**Given exercise**
Gather every line in the listing below that contains the word "glass".
— start of Given data —
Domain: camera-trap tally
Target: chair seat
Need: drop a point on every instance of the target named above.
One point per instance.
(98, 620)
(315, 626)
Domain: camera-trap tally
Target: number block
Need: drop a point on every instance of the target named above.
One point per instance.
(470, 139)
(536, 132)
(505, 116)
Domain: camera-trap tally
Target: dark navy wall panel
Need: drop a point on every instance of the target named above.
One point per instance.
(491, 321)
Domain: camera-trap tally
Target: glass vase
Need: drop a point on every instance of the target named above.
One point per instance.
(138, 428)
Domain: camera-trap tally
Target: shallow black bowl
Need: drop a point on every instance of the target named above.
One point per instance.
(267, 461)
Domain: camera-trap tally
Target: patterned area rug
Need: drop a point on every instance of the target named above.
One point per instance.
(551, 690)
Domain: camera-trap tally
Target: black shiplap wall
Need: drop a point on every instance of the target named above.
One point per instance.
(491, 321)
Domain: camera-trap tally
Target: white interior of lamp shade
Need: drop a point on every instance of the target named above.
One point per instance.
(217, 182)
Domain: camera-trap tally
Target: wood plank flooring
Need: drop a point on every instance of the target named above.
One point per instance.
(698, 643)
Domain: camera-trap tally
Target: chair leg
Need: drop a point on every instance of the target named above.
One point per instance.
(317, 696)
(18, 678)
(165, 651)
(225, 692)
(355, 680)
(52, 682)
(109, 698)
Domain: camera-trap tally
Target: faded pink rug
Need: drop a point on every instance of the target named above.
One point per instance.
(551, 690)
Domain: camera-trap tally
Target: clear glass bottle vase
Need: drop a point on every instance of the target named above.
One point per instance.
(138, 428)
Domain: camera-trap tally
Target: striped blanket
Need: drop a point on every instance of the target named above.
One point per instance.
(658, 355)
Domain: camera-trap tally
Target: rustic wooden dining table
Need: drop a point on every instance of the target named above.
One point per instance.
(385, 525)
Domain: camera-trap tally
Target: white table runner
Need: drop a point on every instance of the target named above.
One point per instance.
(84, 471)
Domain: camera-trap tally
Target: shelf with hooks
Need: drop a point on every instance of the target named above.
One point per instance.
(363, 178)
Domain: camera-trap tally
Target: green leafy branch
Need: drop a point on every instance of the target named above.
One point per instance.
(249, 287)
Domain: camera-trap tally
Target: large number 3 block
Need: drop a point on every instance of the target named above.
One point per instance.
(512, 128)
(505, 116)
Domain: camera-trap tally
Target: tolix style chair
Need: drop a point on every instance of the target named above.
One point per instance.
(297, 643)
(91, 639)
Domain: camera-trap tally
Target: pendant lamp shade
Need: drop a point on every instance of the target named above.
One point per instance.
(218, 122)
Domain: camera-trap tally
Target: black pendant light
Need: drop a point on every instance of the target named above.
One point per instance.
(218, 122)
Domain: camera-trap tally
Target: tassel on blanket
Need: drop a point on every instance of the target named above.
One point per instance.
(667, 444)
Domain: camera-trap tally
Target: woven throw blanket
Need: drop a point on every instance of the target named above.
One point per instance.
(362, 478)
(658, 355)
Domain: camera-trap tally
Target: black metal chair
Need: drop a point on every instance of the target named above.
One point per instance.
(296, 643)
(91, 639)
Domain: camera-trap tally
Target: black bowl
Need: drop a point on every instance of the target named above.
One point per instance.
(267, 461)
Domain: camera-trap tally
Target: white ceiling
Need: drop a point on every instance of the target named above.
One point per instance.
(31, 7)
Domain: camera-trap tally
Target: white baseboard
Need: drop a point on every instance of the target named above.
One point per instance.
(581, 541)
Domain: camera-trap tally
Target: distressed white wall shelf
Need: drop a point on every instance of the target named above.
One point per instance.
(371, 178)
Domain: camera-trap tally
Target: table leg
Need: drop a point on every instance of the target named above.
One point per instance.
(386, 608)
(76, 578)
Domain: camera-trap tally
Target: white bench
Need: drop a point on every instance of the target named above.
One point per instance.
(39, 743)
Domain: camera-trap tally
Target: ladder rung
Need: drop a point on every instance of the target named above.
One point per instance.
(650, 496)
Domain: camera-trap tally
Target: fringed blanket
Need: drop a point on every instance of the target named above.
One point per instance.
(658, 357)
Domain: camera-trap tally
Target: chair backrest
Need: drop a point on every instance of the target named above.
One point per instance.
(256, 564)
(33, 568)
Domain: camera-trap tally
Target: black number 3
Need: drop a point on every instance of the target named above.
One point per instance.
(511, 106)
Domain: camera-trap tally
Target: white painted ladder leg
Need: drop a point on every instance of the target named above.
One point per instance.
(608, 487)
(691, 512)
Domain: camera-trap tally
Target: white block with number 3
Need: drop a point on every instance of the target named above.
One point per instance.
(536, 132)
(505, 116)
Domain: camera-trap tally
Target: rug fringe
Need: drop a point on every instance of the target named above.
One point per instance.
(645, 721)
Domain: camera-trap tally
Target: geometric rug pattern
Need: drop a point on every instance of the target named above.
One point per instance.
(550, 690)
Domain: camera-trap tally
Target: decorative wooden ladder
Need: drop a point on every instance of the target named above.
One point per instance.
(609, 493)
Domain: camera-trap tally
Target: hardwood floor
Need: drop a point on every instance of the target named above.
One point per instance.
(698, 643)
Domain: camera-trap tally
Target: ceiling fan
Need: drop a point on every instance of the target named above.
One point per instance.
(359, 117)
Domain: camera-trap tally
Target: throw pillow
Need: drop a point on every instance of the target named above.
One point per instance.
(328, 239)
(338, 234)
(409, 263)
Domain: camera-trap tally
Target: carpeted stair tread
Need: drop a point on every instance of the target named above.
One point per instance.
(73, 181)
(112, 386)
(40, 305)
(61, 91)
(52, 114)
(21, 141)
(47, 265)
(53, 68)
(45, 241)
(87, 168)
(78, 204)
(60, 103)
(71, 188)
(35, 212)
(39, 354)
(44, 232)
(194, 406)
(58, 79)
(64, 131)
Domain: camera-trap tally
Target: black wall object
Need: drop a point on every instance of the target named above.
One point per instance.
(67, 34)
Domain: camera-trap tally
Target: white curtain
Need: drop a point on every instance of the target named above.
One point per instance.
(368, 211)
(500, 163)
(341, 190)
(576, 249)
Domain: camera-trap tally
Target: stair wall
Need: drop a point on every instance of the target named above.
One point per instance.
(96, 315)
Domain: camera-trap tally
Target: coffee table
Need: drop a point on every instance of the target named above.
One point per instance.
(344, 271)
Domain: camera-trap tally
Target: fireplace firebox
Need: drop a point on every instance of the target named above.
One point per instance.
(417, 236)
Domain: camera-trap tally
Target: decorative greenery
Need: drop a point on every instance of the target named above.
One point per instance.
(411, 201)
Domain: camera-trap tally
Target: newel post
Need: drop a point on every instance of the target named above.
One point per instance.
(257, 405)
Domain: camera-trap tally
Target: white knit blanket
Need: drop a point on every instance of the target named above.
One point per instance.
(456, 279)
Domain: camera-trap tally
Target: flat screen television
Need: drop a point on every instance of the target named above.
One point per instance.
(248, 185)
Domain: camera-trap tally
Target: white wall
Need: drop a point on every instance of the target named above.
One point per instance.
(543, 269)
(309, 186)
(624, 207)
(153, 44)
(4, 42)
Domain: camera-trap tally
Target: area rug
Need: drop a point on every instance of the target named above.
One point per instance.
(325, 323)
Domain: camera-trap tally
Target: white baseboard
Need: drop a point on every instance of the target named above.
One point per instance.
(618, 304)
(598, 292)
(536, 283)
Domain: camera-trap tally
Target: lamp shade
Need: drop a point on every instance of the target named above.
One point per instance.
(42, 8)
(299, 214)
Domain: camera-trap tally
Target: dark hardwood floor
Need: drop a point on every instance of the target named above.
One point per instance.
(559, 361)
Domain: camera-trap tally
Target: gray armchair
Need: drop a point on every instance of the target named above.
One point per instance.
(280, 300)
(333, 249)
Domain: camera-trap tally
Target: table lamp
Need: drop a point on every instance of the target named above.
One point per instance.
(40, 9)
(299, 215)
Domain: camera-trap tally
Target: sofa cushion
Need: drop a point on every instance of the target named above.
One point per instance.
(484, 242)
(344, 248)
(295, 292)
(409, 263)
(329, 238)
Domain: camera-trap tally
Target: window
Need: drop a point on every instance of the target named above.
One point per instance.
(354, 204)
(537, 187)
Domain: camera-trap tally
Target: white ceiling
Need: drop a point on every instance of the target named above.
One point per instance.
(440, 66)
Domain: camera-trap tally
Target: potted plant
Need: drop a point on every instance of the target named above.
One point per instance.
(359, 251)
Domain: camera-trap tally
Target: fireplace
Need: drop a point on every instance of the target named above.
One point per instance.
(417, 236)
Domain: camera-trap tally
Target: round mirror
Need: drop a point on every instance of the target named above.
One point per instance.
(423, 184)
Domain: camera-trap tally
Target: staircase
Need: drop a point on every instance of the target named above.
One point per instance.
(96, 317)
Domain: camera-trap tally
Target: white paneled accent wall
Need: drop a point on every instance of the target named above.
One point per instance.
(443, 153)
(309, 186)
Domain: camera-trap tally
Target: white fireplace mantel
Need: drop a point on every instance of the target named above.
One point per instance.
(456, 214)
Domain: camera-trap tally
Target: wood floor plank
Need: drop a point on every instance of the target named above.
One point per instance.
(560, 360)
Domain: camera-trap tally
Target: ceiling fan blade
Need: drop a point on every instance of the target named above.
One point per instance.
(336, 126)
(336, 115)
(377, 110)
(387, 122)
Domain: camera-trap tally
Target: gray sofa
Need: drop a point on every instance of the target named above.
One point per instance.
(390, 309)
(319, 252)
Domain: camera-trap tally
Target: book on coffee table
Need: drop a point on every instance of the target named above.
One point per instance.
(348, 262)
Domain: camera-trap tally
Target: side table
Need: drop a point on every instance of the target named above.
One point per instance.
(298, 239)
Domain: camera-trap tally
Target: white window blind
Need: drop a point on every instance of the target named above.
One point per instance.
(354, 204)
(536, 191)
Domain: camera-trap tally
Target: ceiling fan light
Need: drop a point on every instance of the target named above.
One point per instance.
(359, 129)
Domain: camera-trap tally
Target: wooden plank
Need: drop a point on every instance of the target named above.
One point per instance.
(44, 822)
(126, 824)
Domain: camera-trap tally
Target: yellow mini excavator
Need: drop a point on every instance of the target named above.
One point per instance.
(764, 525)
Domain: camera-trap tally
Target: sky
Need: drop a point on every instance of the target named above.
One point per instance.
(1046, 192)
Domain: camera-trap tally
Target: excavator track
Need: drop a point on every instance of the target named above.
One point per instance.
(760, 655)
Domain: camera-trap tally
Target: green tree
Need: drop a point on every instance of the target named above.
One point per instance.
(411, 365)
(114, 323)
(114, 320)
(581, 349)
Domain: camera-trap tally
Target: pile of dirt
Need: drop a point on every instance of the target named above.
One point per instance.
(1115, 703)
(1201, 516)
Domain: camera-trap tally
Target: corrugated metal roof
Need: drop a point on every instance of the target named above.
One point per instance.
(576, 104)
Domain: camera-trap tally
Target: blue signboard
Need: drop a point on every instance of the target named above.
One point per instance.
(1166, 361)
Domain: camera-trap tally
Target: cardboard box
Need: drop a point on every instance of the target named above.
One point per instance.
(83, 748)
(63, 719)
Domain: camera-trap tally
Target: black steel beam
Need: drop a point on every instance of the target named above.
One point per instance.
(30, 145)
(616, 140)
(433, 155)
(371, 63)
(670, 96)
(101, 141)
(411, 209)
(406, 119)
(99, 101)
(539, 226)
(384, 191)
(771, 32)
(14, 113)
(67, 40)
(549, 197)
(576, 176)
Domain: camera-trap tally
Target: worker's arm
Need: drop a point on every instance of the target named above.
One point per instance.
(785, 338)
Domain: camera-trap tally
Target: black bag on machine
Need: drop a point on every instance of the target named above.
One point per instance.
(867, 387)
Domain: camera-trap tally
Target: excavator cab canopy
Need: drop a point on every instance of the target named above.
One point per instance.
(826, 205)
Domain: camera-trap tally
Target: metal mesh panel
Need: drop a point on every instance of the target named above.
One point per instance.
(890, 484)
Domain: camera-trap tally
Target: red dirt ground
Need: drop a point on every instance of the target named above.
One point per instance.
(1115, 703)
— end of Given data —
**Response to the exercise**
Target: glass vase
Target: clear glass bottle vase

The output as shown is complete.